■ **Try it**
Every line of the data below should be written out word for word.

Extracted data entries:
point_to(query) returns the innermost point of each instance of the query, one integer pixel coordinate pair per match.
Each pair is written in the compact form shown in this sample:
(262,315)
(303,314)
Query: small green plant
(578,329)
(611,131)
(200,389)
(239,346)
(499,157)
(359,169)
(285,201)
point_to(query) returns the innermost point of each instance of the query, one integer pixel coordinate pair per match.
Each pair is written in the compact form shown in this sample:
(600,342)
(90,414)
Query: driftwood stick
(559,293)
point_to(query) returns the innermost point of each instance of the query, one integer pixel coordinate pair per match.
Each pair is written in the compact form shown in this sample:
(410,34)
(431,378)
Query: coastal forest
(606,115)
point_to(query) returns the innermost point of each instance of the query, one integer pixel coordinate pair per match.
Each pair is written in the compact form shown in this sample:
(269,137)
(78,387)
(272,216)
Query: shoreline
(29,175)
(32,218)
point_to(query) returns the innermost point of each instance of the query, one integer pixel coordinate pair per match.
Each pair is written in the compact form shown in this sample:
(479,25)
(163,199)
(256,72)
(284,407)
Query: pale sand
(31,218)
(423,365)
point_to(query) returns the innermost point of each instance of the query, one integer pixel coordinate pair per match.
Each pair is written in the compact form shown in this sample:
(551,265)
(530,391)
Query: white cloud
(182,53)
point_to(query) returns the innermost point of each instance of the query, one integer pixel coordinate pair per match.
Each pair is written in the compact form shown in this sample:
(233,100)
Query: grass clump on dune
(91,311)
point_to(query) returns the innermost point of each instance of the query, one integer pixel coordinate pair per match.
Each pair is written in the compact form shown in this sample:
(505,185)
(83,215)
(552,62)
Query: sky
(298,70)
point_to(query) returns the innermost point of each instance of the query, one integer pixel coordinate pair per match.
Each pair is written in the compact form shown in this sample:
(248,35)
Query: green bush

■ **Exercise output**
point_to(query) returns the innermost point of each instance of the query, one integer pixel coordinate pair per match.
Each pair is written in the compact form shown in this sample:
(262,315)
(303,314)
Query: small green plant
(578,329)
(611,131)
(200,389)
(239,346)
(499,157)
(359,169)
(285,201)
point_to(query) returns the innermost point of each instance of the query, one integer pixel coordinate pair per match.
Each pair is written in the compact form shown in this sample:
(600,342)
(90,414)
Query: driftwood stick
(559,293)
point_to(query) returns the innermost point of each instance of the query, one integer pixel coordinate pair per match.
Each pair is written in the compact form shown in this sample:
(410,34)
(431,378)
Query: coastal forest
(606,115)
point_to(query) returns the innermost point of each instance of the query, one integer pixel coordinate pair per match.
Each pair is written in the compact form shown in this sample:
(269,137)
(78,387)
(272,216)
Query: shoreline
(29,175)
(32,218)
point_to(query) returns the innermost point of each instance of the query, one integer pixel coordinate pair per match.
Each pair is written in the compact form shown in this sample:
(479,25)
(163,199)
(256,72)
(284,407)
Query: pale sand
(31,218)
(423,365)
point_to(query) returns the innermost point of each instance of the query, one integer pixel coordinate pair per match.
Each pair is written in the compact form shown in this sample:
(551,265)
(530,391)
Query: white cloud
(182,53)
point_to(query) returns the innermost point of each instance of the query, one integer pixel coordinate pair per match.
Each pair is written in the compact form shown in this sample:
(233,100)
Query: grass clump on dune
(91,311)
point_to(query) returns the innermost point of each instance of the query, one integer pixel coordinate pair per match.
Each pair is written in the compact form shown in this sample:
(505,185)
(83,215)
(552,62)
Query: sky
(298,70)
point_to(query) returns the innermost point of each instance of the query, one integer pixel coordinate pair per match.
Each pair is written in the compact form shown in this sample:
(248,35)
Query: green bush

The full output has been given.